Seçilmiş metin:
= = = =

Ergenekon davasından tahliyelerle ortaya çıkan manzara, Türkiye’nin normalleşme sancılarına dair yeterince malzeme sunuyor. Bugünlerde dışarı çıkanlar, dün içeri girdiklerinde olduğu gibi manzaranın en sıradan aktörlerini oluşturuyorlar. Askeri vesayet rejiminin bidayetini de nihayetini de Ergenekon davası zanneden ‘istihbarat müptelası’ neo-vesayet odağı açısından bu durum elbette böyle değil. Böyle olduğu için uzunca süredir hapsoldukları adliye ve polis koridorlarından ülkeye nizam verebileceklerini düşünecek kadar kontrolü kaybetmişlerdi. Türkiye’yi değiştirmek yerine Ergenekon unsurlarıyla yer değiştirmekten daha ileri bir ufku olmayan bu aklın, düzen kurmaya aklı ermese de bulunduğu kurumlar vesilesiyle güçlü bir provokasyon çarpanına kavuştuğu artık malumu ilamdan ibaret.

= = = =

Verilen görev: Ergenekon tahliyeleri üzerine yazılan metne göre, dışarı çıkanların manzaranın en sıradan aktörleri olduğu durumu "istihbarat müptelası" neo-vesayet odağı için neden böyle değildir? Bir iki cümleyle açıklayın.

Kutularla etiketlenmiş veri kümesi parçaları

= = = =

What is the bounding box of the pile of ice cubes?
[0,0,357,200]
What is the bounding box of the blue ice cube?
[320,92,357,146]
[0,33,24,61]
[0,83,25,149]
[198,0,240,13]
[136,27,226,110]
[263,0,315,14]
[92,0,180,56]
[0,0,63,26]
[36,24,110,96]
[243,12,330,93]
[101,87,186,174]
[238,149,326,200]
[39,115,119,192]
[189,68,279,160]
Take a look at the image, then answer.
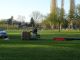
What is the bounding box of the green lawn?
[0,31,80,60]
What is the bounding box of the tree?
[17,15,26,22]
[31,11,44,23]
[7,16,13,25]
[58,0,64,32]
[30,17,35,27]
[69,0,75,29]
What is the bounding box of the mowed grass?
[0,31,80,60]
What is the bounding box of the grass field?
[0,31,80,60]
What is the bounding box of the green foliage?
[0,30,80,60]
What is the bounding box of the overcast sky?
[0,0,80,21]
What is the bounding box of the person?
[32,27,37,35]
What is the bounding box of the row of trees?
[42,0,80,31]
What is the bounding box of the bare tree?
[31,11,44,23]
[69,0,75,29]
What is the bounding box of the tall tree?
[49,0,58,29]
[69,0,75,29]
[59,0,64,32]
[31,11,44,23]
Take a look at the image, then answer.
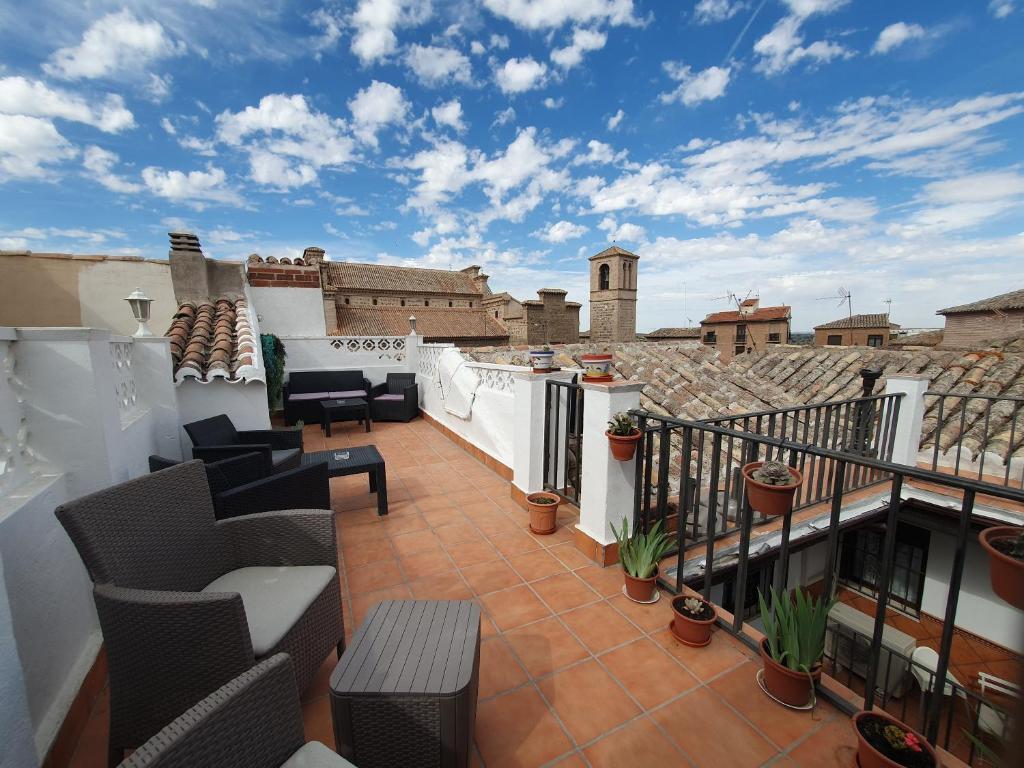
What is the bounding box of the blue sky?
[0,0,1024,330]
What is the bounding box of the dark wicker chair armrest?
[217,509,338,568]
[122,653,305,768]
[239,427,302,451]
[215,462,331,519]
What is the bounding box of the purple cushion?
[331,389,367,400]
[288,392,334,400]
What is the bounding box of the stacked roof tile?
[164,298,263,382]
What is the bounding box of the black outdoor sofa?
[282,371,370,426]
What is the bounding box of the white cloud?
[659,61,731,106]
[350,0,431,67]
[0,115,78,182]
[534,220,590,243]
[348,80,409,146]
[871,22,926,53]
[693,0,746,25]
[754,14,854,76]
[0,77,135,133]
[142,165,245,210]
[406,45,473,88]
[216,93,354,188]
[483,0,641,30]
[430,98,466,133]
[495,56,548,93]
[551,28,608,70]
[82,146,142,195]
[988,0,1014,18]
[43,9,186,80]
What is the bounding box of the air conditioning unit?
[825,603,918,698]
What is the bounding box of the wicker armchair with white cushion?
[56,461,345,765]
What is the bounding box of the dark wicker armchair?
[150,453,331,520]
[122,653,354,768]
[370,374,420,421]
[56,461,345,765]
[183,415,302,474]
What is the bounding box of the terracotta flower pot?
[623,568,657,603]
[853,710,939,768]
[580,354,614,382]
[526,490,562,536]
[978,525,1024,610]
[742,462,804,517]
[761,640,821,707]
[672,595,718,648]
[605,429,640,462]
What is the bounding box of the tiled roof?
[814,312,899,331]
[644,328,700,339]
[164,299,263,382]
[936,289,1024,314]
[700,304,792,326]
[323,261,480,296]
[338,304,509,341]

= = = =

Beklenen yanıt: Bu odak, Ergenekon davasını askeri vesayet rejiminin hem başlangıcı hem de sonu sanıyor. Bu yüzden onlara göre tahliye edilenler sıradan aktörler değildir.